=== Extract provided ===
──────────

From there, somehow I got listening to a presentation by Gabrielle Bernstein. I’ve vaguely heard of her before, didn’t get completely sucked in, but moderately intrigued. Lots of nice little ideas. But then where to start? She has several books out already. Guess that emphasizes that I need to get a library card. There are lots of good books out there, but I don’t want to buy every single one in order to read it. I admit I bought the Kondo books, but I had already decided I would need to re-read more than once. And why read all of Gabby’s books when you could go straight to the source and read the 1300+ page book A Course in Miracles? Ok, maybe she is more like the Cliff Notes version. I don’t know, as I haven’t read either.

I guess it just brings up that I do feel lacking in lots of areas. There are so many self-help books and ideas and classes out there . . . I just end up feeling easily overwhelmed. Where to start? What is the absolute best resource so you can get right to it and not waste time and effort with mediocre ones? I could use a pick-me-up as evaluating and clearing things out has been a bit draining lately. It feels like I’m not making progress, and the front room is so cluttered, I can’t locate things I once could. Bringing things home from work sucked too, even though I’ve brought quite a bit back. Apparently I need 3 different types of lotion. Maybe not all on the same day, but for various days/dryness during the week, I had to bring one back in. I admit I’m high maintenance. I don’t like trucking everything like that back and forth on a daily basis.

──────────

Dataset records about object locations
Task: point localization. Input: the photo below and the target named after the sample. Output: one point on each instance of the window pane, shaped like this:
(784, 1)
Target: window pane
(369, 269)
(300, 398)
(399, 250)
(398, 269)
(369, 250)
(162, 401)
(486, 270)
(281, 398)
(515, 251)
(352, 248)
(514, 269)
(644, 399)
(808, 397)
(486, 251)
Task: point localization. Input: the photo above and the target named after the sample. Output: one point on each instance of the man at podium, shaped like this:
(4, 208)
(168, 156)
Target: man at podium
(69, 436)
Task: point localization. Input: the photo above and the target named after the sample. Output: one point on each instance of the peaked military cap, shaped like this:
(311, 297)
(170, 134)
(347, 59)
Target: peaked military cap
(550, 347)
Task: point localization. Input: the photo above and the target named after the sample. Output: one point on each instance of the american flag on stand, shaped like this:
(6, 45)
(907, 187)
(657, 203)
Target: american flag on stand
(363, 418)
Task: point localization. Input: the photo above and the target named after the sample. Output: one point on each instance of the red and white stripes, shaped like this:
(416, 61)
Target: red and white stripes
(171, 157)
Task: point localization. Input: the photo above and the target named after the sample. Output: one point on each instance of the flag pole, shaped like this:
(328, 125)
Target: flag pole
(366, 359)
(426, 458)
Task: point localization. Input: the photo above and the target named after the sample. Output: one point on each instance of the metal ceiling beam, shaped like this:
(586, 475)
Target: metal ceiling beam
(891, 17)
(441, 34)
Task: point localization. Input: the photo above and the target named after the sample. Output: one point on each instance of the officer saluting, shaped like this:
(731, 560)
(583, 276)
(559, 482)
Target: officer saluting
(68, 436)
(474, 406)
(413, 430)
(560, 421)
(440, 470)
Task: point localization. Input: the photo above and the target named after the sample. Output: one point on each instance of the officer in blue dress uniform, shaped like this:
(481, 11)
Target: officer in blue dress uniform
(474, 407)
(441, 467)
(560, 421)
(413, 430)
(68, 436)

──────────

=== Exercise aim ===
Reproduce the full text about feeling overwhelmed by self-help books and clutter, word for word.

=== Exercise solution ===
From there, somehow I got listening to a presentation by Gabrielle Bernstein. I’ve vaguely heard of her before, didn’t get completely sucked in, but moderately intrigued. Lots of nice little ideas. But then where to start? She has several books out already. Guess that emphasizes that I need to get a library card. There are lots of good books out there, but I don’t want to buy every single one in order to read it. I admit I bought the Kondo books, but I had already decided I would need to re-read more than once. And why read all of Gabby’s books when you could go straight to the source and read the 1300+ page book A Course in Miracles? Ok, maybe she is more like the Cliff Notes version. I don’t know, as I haven’t read either.

I guess it just brings up that I do feel lacking in lots of areas. There are so many self-help books and ideas and classes out there . . . I just end up feeling easily overwhelmed. Where to start? What is the absolute best resource so you can get right to it and not waste time and effort with mediocre ones? I could use a pick-me-up as evaluating and clearing things out has been a bit draining lately. It feels like I’m not making progress, and the front room is so cluttered, I can’t locate things I once could. Bringing things home from work sucked too, even though I’ve brought quite a bit back. Apparently I need 3 different types of lotion. Maybe not all on the same day, but for various days/dryness during the week, I had to bring one back in. I admit I’m high maintenance. I don’t like trucking everything like that back and forth on a daily basis.